Consigne: Poursuivez le texte sur les garde-fous du processus de décision à partir de sa dernière phrase.

Les garde-fous du processus de décision

Tout processus de décision comprend de la réflexion et de l'action. On ne répétera jamais assez que la réflexion précède l'action. C'est le sens même de l'anticipation stratégique ; c'est le fondement du rationalisme pragmatique qui peut servir de modèle aux décideurs.

Il est possible d'établir une série de questions clés, dont la succession et la complémentarité assure une qualité minimale à la prise de décision. S'il n'y a pas de recette pour garantir, dans les situations difficiles, une décision géniale ou "inspirée", il y a, par contre, une méthode qui peut servir de garde-fou et éviter ainsi les catastrophes ; nous pouvons la présenter, pour simplifier, en six points :

Une taxinomie de l'information
Trier et classer les informations utiles à la décision en descriptives et normatives. Le descriptif relève de données factuelles et objectives, vérifiables en dehors de toute appréciation ou jugement de valeur. Le normatif est le champ de l'interprétation personnelle, des hypothèses et des valeurs, des principes qui relèvent de la vision propre du décideur. La confusion de ces deux domaines d'informations est toujours source d'erreurs dans la prise de décision.

Données enregistrées:
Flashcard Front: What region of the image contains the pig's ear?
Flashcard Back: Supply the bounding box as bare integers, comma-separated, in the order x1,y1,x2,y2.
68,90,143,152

Réponse:
Une analyse stratégique élémentaire
Elle consiste, à partir de l'information descriptive, à élargir les possibilités d'interprétations pour ouvrir un champ de décisions possibles plus riche et plus large que l'intuition normative première ne le permettait. Elle associe ainsi à la décision une dimension de choix réel entre plusieurs solutions valides. Trop de décision ne sont en effet qu'exécution mécanique d'interprétations univoques.

La modélisation et le calcul
Les outils d'aide à la décision exigent rigueur et circonspection : rigueur dans la formalisation d'une matrice de décision et dans le choix de son critère d'interprétation; circonspection, car aucune décision ne peut se ramener à une pure analyse mécanique, ainsi que nous l'avons déjà dit. Ce qui signifie que l'approche quantitative ne saurait être décisive en elle-même. Par contre, l'absence de modélisation entraîne souvent de l'inconséquence dans les décisions.

La responsabilité
Il s'agit de mesurer en quoi et pourquoi mon identité personnelle et professionnelle est impliquée par la décision en cours. Ce qui suppose de se positionner, dans la situation proprement dite, comme sujet de décision à part entière. Dans le cas contraire, il vaut mieux s'abstenir de cette décision.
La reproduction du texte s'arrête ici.